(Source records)
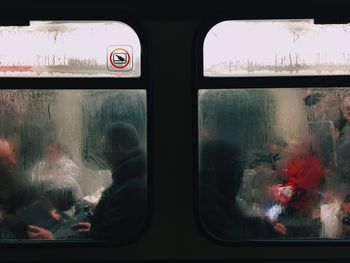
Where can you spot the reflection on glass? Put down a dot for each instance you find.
(60, 151)
(273, 163)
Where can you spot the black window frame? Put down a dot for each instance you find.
(21, 17)
(202, 82)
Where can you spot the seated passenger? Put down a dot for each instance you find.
(221, 172)
(121, 212)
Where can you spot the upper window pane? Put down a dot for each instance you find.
(70, 49)
(276, 48)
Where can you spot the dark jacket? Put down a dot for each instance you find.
(121, 212)
(221, 171)
(223, 220)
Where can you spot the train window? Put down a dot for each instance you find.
(273, 151)
(70, 49)
(276, 48)
(73, 143)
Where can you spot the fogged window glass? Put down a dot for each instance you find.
(273, 163)
(73, 164)
(276, 48)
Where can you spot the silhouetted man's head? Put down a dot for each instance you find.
(120, 140)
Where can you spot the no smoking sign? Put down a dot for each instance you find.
(119, 58)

→ **Exercise aim**:
Reproduce the full data above word for word, leaving out any images.

→ **Solution**:
Where can you spot the reflection on glass? Put down a dot for each instance you find.
(60, 151)
(273, 163)
Where can you spot the black window frame? Put down a dot for each instance you find.
(21, 17)
(202, 82)
Where can you spot the seated passenger? Put down a dot for each instance you find.
(221, 172)
(121, 212)
Where can you spot the upper window pane? Put down a dot for each instance you find.
(70, 49)
(276, 48)
Where can you spot the dark jacket? Put down a dot for each instance you find.
(121, 212)
(221, 171)
(223, 220)
Where can you spot the train window? Put down a dot for each instance you find.
(273, 151)
(70, 49)
(276, 48)
(73, 143)
Where can you spot the fogged window glass? Put down a dot for each instance you find.
(273, 163)
(73, 164)
(276, 48)
Where can you spot the silhouetted man's head? Put down a dot for each instance you find.
(120, 140)
Where can you spot the no smoking sign? Put down a dot for each instance you find.
(119, 58)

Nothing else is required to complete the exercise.